● **WORK TO COMPLETE**
Answer these questions from the article on Whitney Houston's death:
(a) According to the update, where did she die?
(b) Who signed her to Arista as a solo artist, and in what year?
(c) Which singer is named as her sometime rival?

-- Start TEXT EXTRACT --

Whitney Houston, one of the biggest pop stars of the ’80s and ’90s, has died, as ABC News reports. The cause and location (UPDATE: location was the Beverly Hilton Hotel) of her death haven’t been reported yet. She was 48, which is just impossibly sad.
CNN BREAKING: Pop Diva Whitney Houston Dead at 48 ~~ RIP
Houston comes from a musical family; mother Cissy is a gospel music legend, Dionne Warwick is a cousin. Aretha Franklin was her godmother. She started out singing backup for Chaka Khan before Clive Davis signed her to Arista as a solo artist in 1983. She released her self-titled debut album in 1985, which was a massive success and the beginning of an absolute monster run that kept going through the late ’90s. The version of “The Star-Spangled Banner” that she sang at the Super Bowl in 1991 ended up being released as a pop single that made the top 20, which is ridiculous, and her version of Dolly Parton’s “I Will Always Love You” sold four million singles and ended up breaking all sorts of pop records. She also acted in big movies like The Bodyguard and Waiting To Exhale. Commercially, she was an absolute juggernaut.
As a singer, Houston, along with sometime rival Mariah Carey is often derided as being the catalyst for soul music’s move away from raw emotion toward cold technique. And she was certainly wasn’t afraid to show off how ridiculously gifted she was as a vocalist. But this interpretation doesn’t really do justice to Houston’s ability to sell a song. Even though her songs often came with some of the cheesy smooth-pop flourishes popular at the time, she had a way of bringing a ballad to a monstrous soul-tugging crescendo. There’s a reason why a song like “I Will Always Love You” moved so many millions, and cold technique isn’t it.

-- End TEXT EXTRACT --
-- Start DATA SUPPLIED --

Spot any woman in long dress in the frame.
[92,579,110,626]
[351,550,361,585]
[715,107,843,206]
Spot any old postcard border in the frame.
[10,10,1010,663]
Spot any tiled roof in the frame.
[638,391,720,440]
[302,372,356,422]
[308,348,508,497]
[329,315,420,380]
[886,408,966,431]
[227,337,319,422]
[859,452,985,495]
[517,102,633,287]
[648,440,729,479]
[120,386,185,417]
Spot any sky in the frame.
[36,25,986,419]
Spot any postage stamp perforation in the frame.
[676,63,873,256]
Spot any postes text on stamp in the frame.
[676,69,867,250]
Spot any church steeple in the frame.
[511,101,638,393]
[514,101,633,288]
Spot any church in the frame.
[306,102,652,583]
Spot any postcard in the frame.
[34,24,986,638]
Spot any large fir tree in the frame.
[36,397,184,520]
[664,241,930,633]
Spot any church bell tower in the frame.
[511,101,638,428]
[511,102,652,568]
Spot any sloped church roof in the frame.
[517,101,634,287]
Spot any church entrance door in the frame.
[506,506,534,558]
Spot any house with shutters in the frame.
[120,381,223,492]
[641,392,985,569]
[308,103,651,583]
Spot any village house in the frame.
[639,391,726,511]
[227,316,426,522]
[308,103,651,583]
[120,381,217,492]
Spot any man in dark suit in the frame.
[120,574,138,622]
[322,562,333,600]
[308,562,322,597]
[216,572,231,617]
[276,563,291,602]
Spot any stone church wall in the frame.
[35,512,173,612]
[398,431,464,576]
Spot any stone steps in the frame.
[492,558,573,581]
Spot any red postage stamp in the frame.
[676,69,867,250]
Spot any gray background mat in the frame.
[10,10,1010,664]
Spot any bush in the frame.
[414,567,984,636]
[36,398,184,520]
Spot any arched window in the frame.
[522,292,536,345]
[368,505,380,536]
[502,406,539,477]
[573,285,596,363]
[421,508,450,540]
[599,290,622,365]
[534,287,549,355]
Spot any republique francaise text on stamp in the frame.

-- End DATA SUPPLIED --

● **RESULT**
(a) The Beverly Hilton Hotel
(b) Clive Davis, in 1983
(c) Mariah Carey